((
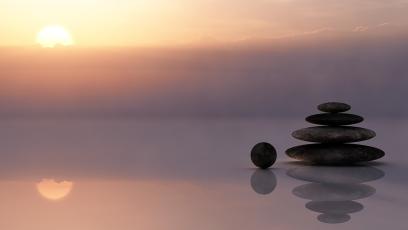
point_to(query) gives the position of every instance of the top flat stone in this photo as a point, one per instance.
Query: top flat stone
(334, 107)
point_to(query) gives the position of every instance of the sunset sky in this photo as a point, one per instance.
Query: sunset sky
(175, 22)
(201, 58)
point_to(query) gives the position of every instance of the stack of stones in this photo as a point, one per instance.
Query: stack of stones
(332, 138)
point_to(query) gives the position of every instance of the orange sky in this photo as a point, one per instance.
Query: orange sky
(165, 22)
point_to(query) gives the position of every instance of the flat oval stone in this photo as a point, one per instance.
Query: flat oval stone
(334, 119)
(334, 107)
(333, 134)
(334, 154)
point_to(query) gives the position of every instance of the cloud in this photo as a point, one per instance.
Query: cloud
(360, 29)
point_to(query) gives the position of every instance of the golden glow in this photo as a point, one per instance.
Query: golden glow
(51, 36)
(53, 190)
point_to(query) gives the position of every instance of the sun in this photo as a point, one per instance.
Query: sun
(54, 190)
(51, 36)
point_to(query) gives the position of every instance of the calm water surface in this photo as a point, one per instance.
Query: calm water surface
(190, 174)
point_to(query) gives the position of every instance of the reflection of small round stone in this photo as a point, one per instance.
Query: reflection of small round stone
(263, 155)
(263, 181)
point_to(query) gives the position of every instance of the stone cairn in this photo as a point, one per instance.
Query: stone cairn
(332, 138)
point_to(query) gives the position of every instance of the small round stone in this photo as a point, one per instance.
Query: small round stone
(263, 155)
(334, 107)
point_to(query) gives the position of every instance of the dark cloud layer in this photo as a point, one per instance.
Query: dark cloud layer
(285, 79)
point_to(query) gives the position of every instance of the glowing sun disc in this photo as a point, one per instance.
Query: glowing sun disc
(53, 190)
(52, 36)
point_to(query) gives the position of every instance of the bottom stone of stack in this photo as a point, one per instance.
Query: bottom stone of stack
(334, 154)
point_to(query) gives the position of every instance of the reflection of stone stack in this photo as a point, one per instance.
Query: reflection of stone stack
(333, 136)
(333, 190)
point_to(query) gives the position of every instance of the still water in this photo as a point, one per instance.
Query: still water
(190, 174)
))
- _WORK INSTRUCTIONS_
Produce an exact copy of the lines from the one containing "of the cloud" through the last line, and of nothing else.

- _IN RESPONSE_
point_to(query) gives the position of every instance of the cloud in this photo as a point, one per instance.
Query: cloud
(360, 29)
point_to(query) gives the position of every instance of the golden glow in this photo as a point, one per instance.
Query: golden glow
(51, 36)
(53, 190)
point_to(query) gives the position of every instance of the sun in this photo as a point, one per instance.
Query: sun
(54, 190)
(51, 36)
point_to(query) gives the position of every instance of the calm water surface in this photo as a point, one per instance.
Query: calm water surface
(190, 174)
point_to(query) gives the position of every instance of the reflection of small round stone in this photo as a point, one per instance.
Query: reflection of small round stone
(263, 155)
(263, 181)
point_to(query) gives the position of every instance of the stone cairn in this photo as a point, one per instance.
Query: stone cairn
(332, 138)
point_to(query) gives the position of every instance of the small round stone in this photo as a point, one per instance.
Query: small round stone
(263, 155)
(334, 107)
point_to(query) gives the position of every instance of the dark cloud layer in this photo as a point, one per instance.
Query: dark cloud layer
(285, 79)
point_to(query) gives the position of every instance of the glowing sun disc in this photo as a point, one per instance.
Query: glowing sun disc
(53, 190)
(52, 36)
point_to(query) gives the position of every instance of the bottom stone of stack in this photo as a point, one per instance.
Query: bottom stone of stack
(334, 154)
point_to(query) gives the position of every instance of the reflection of stone stack in this photo as a point, one per instance.
Query: reflection of stone stack
(333, 136)
(333, 190)
point_to(query) gives the position of every instance of the still water in this photo as a point, one per instance.
Query: still water
(190, 174)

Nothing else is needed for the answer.